- **EXERCISE PROMPT**: List every line in the material that contains the word "door", copying each line in full. Treat case as significant.

- **Dataset entries**:
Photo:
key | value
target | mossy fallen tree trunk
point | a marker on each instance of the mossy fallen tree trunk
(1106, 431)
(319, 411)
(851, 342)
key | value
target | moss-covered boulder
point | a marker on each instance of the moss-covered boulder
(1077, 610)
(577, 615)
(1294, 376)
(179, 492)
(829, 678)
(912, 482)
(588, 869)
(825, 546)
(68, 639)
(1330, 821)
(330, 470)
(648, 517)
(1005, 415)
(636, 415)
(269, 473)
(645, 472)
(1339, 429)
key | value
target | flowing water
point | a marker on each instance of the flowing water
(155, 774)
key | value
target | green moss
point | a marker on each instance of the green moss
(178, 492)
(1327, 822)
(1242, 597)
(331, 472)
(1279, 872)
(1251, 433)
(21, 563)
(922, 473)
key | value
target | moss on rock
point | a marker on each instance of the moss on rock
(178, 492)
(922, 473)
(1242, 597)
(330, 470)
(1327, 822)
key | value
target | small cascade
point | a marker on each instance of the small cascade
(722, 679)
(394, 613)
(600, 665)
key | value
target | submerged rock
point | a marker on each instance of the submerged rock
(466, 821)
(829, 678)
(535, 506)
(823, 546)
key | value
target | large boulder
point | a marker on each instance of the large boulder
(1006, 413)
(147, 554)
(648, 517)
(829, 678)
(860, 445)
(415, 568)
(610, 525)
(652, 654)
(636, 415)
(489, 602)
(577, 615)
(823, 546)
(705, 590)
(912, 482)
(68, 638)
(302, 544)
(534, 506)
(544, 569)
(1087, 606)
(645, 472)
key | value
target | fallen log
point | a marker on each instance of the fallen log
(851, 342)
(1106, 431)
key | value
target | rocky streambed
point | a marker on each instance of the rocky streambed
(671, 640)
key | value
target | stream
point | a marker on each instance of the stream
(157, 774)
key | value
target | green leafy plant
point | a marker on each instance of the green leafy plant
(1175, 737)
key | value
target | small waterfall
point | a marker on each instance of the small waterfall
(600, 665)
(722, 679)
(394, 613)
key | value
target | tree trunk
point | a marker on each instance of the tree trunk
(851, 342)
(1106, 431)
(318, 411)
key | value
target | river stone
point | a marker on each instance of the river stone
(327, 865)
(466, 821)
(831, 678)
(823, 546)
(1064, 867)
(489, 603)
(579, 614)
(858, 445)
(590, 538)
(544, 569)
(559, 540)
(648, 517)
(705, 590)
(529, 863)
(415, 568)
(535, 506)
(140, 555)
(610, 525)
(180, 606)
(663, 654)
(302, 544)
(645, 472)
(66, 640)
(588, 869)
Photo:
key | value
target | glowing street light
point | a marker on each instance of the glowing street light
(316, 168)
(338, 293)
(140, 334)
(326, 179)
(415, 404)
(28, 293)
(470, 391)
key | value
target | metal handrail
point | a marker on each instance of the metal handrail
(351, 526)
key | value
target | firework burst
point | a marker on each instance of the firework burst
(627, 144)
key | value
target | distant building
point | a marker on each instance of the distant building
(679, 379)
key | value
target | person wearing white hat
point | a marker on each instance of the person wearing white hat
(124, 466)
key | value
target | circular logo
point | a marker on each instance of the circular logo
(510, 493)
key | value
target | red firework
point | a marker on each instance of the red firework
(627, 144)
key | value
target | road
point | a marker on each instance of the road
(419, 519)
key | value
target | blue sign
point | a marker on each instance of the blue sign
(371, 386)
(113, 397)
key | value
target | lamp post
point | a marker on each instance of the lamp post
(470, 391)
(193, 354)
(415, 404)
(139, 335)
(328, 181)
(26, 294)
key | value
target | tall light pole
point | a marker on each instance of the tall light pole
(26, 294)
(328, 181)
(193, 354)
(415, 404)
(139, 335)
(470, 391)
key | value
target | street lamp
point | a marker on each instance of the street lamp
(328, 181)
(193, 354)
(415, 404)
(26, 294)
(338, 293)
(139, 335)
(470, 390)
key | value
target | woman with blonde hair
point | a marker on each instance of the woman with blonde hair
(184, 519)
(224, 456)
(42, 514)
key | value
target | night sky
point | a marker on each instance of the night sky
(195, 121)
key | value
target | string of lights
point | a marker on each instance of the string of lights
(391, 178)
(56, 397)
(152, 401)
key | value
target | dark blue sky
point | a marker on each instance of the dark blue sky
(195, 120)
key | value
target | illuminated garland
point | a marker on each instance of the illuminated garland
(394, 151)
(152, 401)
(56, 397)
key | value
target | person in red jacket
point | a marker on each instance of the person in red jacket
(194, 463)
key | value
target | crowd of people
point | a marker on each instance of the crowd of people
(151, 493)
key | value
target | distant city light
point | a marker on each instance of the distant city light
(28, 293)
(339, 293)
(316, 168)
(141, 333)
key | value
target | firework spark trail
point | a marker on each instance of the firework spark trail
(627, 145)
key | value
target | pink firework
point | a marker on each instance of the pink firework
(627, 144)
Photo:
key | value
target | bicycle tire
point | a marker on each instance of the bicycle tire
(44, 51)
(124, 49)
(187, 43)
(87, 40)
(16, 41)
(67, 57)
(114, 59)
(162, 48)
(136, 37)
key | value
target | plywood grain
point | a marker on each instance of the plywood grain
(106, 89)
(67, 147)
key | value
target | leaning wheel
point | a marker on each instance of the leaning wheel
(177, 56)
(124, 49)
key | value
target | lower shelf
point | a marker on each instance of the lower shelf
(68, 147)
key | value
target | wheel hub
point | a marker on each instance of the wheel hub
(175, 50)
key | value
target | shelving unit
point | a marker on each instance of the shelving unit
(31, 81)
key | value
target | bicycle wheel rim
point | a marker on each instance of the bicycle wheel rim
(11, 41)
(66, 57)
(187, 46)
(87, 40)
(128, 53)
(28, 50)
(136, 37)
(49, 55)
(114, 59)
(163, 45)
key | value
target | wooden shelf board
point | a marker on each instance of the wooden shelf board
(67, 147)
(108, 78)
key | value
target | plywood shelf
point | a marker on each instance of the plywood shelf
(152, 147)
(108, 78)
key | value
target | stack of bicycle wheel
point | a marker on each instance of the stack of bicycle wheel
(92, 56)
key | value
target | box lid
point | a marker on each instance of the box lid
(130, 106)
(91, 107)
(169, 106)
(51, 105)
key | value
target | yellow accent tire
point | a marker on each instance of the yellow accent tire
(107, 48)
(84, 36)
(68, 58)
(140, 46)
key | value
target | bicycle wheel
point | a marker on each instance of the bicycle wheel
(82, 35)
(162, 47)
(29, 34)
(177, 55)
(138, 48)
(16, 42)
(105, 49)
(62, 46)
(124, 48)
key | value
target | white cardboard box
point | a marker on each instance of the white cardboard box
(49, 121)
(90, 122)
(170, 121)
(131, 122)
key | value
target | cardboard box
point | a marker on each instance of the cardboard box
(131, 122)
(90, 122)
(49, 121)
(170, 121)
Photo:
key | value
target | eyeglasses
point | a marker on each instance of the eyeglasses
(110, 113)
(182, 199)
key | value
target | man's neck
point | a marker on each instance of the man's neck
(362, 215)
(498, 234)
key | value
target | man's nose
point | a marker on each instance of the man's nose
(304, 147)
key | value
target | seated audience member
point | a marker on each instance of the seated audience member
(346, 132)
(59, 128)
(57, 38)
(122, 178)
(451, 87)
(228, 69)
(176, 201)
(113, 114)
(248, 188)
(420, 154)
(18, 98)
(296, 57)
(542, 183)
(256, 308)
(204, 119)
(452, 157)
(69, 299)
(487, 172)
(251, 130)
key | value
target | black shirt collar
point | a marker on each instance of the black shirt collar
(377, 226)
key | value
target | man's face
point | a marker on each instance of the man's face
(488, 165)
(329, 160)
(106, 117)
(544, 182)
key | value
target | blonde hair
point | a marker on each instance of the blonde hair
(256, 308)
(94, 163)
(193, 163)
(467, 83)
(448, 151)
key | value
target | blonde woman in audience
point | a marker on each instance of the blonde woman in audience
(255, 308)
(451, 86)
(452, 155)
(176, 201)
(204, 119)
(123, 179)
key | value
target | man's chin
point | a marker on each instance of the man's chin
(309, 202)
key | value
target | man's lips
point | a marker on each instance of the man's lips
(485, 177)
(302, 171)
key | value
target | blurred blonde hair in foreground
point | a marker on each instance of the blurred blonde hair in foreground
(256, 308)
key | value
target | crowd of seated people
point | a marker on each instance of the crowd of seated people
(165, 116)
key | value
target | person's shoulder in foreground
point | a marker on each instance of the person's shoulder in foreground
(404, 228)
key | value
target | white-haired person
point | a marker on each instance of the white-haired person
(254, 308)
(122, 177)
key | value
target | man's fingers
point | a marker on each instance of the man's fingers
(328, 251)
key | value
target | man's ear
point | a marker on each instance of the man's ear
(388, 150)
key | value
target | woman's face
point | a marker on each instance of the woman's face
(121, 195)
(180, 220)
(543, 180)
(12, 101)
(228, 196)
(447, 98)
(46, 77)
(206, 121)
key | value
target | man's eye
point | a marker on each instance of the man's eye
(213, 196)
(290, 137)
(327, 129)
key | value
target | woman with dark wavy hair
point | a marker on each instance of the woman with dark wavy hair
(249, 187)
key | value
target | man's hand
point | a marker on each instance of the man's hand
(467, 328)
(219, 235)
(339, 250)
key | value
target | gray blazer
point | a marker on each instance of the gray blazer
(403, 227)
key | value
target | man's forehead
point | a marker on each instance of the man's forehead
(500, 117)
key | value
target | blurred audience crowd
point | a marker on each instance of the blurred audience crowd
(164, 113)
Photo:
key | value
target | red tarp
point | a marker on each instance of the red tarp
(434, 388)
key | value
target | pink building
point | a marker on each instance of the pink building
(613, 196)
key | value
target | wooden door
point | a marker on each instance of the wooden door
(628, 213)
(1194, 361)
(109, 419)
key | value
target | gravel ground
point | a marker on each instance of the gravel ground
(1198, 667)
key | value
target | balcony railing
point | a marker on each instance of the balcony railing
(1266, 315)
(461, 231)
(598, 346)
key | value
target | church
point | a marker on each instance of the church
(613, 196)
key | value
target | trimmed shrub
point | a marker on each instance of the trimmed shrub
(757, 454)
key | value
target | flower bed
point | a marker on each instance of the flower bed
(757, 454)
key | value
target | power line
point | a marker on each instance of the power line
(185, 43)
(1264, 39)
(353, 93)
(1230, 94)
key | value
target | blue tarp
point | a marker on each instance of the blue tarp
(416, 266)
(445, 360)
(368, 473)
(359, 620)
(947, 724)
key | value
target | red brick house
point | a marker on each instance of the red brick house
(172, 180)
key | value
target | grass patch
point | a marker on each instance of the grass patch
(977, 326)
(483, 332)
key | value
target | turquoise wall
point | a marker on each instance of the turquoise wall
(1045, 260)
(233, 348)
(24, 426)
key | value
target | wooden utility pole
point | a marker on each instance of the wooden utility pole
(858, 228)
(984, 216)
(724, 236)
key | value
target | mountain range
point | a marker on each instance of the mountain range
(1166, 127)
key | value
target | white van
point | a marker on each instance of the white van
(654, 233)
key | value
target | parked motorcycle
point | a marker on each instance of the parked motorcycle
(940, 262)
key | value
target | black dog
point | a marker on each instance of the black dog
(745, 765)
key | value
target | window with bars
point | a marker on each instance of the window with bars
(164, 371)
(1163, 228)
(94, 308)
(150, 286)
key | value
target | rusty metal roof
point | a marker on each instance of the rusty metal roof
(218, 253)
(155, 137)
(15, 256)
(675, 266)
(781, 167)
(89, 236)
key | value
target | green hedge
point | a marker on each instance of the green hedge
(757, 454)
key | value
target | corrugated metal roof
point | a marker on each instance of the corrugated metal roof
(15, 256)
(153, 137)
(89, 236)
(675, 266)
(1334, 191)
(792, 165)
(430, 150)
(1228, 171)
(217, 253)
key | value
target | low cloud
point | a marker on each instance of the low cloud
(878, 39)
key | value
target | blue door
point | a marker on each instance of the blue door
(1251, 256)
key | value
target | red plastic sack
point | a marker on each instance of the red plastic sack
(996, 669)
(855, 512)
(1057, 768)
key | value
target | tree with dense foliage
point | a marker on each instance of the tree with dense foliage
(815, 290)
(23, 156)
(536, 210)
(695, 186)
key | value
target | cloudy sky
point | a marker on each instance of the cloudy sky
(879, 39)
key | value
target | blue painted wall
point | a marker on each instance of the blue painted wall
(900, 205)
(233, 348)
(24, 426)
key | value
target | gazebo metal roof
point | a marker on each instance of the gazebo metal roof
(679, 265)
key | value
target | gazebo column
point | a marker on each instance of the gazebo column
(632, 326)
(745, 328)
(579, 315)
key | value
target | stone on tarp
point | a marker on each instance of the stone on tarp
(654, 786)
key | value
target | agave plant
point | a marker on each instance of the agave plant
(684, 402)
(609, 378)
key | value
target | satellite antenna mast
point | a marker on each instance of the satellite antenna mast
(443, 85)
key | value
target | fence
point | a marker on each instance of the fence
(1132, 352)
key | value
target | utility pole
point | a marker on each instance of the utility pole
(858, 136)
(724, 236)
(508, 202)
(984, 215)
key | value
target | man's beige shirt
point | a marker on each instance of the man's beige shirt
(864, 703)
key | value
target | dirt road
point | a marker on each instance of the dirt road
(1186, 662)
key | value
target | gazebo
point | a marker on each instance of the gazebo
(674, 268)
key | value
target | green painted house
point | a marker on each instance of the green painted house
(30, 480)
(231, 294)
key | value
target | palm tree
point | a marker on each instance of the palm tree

- **RESPONSE TO THIS TASK**:
target | wooden door
point | a marker on each instance of the wooden door
target | blue door
point | a marker on each instance of the blue door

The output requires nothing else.